▶ _DATA TO EXAMINE_
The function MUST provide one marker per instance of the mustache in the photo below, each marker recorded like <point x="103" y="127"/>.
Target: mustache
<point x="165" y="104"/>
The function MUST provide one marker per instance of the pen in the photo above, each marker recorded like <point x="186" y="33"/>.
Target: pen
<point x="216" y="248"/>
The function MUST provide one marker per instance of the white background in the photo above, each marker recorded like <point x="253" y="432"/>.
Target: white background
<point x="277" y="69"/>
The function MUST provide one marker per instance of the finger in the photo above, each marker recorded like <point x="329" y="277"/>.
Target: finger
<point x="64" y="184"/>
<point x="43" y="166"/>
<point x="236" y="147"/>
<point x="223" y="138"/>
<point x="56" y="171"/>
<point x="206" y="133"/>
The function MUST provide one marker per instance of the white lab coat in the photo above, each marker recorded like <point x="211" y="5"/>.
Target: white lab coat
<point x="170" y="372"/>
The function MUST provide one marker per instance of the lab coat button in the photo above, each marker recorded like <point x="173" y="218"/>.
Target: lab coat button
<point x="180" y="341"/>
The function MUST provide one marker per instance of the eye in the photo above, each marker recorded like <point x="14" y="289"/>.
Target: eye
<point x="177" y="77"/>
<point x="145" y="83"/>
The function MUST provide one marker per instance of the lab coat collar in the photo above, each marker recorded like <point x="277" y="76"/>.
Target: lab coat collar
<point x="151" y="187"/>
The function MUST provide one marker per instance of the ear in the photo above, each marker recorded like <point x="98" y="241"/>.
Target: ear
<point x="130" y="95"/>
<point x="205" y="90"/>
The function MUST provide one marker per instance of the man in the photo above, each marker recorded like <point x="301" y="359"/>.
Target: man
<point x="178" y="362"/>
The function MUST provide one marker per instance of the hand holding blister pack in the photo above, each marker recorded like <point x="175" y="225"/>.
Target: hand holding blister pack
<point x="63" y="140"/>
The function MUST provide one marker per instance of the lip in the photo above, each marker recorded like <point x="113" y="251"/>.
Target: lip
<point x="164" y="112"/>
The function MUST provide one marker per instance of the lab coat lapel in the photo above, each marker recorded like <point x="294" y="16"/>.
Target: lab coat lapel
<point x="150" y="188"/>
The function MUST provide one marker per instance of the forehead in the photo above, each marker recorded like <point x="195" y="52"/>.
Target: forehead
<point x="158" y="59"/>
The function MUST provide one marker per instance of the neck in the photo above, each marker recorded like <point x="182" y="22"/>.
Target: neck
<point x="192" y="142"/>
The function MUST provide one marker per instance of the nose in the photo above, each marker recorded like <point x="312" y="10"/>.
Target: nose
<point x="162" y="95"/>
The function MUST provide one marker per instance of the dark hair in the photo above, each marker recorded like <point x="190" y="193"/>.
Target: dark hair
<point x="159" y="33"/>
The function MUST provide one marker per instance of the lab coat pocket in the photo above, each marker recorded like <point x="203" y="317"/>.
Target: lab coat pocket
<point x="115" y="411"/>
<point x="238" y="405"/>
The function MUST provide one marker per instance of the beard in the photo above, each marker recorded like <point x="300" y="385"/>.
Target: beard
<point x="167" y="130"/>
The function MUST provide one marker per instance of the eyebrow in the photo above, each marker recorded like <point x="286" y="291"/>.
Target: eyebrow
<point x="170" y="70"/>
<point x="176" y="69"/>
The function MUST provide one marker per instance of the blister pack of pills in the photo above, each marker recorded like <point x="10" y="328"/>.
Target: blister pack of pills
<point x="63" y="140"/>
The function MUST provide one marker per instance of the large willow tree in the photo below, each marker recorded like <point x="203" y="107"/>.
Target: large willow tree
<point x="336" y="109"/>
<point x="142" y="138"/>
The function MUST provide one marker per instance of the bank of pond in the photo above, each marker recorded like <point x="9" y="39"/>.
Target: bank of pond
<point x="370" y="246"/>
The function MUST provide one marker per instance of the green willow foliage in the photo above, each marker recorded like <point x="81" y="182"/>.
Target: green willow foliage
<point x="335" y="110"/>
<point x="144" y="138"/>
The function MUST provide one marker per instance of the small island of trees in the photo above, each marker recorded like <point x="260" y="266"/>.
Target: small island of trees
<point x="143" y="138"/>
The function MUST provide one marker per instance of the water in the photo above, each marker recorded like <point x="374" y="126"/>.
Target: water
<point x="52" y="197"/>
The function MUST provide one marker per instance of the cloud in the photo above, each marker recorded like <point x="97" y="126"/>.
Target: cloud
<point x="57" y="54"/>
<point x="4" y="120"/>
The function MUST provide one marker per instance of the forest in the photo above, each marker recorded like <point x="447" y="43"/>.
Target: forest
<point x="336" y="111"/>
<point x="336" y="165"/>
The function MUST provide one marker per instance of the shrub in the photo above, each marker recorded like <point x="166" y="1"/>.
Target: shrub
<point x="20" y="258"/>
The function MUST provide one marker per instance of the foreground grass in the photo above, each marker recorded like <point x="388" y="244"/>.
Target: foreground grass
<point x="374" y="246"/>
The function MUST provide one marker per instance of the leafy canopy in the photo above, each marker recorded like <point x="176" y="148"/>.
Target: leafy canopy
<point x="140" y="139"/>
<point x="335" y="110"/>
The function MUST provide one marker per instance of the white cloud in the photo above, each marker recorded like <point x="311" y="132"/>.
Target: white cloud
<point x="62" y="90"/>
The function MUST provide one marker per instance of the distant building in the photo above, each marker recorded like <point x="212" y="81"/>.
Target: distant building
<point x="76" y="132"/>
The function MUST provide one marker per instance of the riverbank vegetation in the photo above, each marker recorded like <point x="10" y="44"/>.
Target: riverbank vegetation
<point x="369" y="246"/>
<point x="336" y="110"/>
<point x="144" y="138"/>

▶ _TASK DETAILS_
Copy each line containing the word "below" from the data.

▶ _YOUR SOLUTION_
The function MUST provide one marker per instance of the mustache in the photo below, each marker recorded like <point x="103" y="127"/>.
The function MUST provide one marker per instance of the large willow tree in the photo below, each marker recorded like <point x="203" y="107"/>.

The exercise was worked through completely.